§ Excerpted passage
----

Re: [glue-wg] ComputingService and Endpoints, a point of view

27 Aug 2012

      Hi Stephen,

On 2012-08-25 12:12, stephen.burke@stfc.ac.uk wrote:
...
Florido Paganelli [mailto:florido.paganelli@hep.lu.se] said:
...
...
What would you propose to do with Share, Resource and Manager?
Same approach. As I said, this depends if we want to override the
associations or not. This cannot be represented in UML, but makes
sense in realizations.
And what about the relations between them? And the same for the
storage classes? I think this would be quite a big change which would
need a significant advantage to be worthwhile, and so far I don't
think you've given one.
There is no changes. As I said, UML cannot express inheritance so well 
as implementation is straightforward.

But we have the opportunity to fix it in the realization documents that 
are not final yet.

I did not spend time reasoning about the other associations, but if we 
agree on a composition-driven approach (every specification adds, does 
not overload) rather than a bare inheritance-driven approach (every 
specification overloads associations) I see no problem whatsoever. We're 
still fully consistent with the model, everything works as expected.
...
...
In LDAP, I would scope the search for endpoints starting from the
ComputingService,
You can do that if you have chosen one specific ComputingService, but
in your own example of a delegation endpoint which could serve
computing or others kind of service, the current definition lets you
search for all the endpoints which serve computing services but not
the others.

----

§ Provided records
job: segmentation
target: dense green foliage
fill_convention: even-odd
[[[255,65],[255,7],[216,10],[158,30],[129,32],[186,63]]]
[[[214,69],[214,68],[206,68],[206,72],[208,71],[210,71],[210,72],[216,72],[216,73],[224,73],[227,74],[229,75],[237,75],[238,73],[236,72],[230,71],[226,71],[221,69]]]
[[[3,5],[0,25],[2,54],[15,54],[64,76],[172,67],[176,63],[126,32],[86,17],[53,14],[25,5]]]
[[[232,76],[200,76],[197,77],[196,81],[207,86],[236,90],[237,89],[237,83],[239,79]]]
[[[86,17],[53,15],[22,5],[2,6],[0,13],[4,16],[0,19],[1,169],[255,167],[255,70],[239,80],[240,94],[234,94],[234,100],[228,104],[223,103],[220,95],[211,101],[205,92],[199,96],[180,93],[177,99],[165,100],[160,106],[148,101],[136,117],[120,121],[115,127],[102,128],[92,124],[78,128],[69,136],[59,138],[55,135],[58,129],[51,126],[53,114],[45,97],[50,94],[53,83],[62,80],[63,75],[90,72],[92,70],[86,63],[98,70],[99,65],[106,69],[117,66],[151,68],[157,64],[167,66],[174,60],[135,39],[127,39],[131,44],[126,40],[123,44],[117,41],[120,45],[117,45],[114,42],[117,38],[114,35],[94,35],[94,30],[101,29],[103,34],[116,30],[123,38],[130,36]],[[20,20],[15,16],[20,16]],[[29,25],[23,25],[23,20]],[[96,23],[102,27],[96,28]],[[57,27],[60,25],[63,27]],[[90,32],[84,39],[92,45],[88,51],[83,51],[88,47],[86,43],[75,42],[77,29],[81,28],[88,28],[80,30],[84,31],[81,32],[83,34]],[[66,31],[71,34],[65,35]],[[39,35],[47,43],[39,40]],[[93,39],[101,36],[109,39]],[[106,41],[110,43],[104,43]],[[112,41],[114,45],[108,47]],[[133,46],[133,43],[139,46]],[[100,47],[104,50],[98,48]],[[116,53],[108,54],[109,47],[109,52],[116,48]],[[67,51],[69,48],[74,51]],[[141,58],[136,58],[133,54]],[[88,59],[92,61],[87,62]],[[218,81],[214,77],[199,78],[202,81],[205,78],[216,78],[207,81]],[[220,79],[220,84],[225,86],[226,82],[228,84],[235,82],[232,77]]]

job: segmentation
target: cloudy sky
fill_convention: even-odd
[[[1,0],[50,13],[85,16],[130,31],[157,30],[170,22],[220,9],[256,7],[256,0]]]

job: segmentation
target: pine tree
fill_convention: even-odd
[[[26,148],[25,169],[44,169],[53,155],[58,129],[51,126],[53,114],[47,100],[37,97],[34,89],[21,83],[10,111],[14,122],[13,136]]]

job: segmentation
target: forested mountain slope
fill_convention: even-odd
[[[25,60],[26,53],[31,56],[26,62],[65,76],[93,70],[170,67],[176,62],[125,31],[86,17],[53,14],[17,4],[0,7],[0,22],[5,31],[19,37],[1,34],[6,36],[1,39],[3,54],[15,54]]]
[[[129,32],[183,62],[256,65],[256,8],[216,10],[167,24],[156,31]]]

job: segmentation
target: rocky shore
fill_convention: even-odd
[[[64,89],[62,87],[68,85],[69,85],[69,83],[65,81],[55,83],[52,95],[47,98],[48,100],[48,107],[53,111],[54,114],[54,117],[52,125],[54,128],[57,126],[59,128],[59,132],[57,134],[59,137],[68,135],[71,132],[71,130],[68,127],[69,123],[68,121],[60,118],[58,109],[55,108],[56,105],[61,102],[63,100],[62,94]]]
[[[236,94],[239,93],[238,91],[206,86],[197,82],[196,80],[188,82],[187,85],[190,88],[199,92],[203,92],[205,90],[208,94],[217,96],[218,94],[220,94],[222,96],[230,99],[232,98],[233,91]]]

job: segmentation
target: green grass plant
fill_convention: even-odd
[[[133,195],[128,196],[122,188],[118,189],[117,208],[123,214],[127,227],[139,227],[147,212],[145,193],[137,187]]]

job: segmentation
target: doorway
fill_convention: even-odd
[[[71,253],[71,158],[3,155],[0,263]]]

----

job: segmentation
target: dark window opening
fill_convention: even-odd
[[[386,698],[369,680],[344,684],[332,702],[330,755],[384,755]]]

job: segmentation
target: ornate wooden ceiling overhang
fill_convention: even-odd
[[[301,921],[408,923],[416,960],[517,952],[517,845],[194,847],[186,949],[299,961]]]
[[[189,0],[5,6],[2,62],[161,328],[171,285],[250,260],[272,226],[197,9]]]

----

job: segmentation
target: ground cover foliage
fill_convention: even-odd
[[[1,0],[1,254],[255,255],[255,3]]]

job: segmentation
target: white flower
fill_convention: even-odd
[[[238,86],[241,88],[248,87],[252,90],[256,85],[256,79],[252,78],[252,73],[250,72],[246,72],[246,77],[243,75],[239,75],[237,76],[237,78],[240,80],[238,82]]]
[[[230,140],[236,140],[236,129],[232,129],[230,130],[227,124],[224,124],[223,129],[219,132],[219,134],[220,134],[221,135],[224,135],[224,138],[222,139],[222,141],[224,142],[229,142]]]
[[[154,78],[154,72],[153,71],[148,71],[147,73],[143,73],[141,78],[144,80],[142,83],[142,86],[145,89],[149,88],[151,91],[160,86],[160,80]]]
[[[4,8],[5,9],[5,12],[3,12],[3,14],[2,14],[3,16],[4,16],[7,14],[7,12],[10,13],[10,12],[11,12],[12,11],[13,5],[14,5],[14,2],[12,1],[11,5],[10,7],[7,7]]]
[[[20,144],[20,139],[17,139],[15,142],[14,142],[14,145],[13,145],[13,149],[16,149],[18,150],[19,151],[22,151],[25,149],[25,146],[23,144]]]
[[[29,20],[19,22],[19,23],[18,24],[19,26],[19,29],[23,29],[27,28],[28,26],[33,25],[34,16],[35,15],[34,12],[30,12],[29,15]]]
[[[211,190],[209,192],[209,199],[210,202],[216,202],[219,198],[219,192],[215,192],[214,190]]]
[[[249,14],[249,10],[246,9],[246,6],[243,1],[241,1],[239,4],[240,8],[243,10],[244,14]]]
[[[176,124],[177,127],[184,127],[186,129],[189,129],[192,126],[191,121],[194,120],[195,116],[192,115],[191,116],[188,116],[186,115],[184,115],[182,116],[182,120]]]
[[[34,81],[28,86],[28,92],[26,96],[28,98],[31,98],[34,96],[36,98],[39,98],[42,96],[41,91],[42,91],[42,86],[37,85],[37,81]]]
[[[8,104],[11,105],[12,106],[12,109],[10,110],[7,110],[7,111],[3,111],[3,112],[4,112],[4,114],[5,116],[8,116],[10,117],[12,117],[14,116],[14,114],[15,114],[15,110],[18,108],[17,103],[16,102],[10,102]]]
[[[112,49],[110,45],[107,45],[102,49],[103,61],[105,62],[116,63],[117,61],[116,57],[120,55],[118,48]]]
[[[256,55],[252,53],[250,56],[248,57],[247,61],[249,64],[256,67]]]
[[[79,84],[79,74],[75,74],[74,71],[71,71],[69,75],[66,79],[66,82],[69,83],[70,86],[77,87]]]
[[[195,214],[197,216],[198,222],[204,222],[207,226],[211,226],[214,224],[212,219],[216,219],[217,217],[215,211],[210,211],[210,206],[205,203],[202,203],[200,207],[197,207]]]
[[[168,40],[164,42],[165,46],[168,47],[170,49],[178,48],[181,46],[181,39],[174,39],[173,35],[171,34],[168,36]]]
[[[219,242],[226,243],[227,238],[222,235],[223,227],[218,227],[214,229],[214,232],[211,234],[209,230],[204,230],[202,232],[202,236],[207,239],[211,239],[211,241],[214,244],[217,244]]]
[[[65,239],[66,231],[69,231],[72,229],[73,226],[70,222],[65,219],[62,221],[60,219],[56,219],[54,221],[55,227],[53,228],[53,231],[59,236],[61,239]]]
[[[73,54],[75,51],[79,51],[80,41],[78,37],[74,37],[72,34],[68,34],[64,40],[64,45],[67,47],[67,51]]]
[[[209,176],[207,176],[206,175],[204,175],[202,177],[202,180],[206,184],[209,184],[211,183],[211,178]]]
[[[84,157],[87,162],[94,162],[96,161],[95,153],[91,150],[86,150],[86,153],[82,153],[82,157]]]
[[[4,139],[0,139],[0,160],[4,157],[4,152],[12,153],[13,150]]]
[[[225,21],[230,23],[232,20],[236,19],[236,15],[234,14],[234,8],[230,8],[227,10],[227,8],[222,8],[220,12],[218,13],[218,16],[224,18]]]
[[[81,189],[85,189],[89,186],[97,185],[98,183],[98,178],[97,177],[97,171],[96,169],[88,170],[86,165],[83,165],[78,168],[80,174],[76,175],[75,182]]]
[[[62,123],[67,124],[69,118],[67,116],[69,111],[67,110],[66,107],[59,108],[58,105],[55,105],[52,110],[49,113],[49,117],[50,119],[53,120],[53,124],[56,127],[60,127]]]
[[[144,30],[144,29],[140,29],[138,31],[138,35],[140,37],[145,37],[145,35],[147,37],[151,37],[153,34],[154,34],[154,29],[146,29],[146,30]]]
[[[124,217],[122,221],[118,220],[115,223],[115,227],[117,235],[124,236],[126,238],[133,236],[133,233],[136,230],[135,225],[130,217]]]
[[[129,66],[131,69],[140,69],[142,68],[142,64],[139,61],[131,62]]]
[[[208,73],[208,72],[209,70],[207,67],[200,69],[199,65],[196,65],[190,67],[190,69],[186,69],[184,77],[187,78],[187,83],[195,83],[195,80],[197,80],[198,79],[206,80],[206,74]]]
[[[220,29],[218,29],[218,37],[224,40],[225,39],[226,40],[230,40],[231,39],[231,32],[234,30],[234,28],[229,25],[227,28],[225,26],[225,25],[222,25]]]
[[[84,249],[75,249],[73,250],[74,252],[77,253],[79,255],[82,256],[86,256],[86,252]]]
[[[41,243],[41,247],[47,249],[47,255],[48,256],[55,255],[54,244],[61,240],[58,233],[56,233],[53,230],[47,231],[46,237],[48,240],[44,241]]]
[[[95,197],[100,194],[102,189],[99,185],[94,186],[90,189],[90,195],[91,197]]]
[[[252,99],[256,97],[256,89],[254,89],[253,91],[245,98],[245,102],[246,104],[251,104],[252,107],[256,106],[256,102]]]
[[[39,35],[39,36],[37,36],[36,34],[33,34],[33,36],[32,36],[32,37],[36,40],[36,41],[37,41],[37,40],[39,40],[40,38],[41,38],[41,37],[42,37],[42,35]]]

----

§ Exercises
#1 From the thread on ComputingService and Endpoints, print the passage starting with "Florido Paganelli [mailto:florido.paganelli@hep.lu.se]" and going on through "implementation is straightforward.".
#2 In the ComputingService and Endpoints thread, how is the composition-driven approach described in parentheses?

§ The responses
#1
Florido Paganelli [mailto:florido.paganelli@hep.lu.se] said:
...
...
What would you propose to do with Share, Resource and Manager?
Same approach. As I said, this depends if we want to override the
associations or not. This cannot be represented in UML, but makes
sense in realizations.
And what about the relations between them? And the same for the
storage classes? I think this would be quite a big change which would
need a significant advantage to be worthwhile, and so far I don't
think you've given one.
There is no changes. As I said, UML cannot express inheritance so well 
as implementation is straightforward.

#2 Every specification adds and does not overload.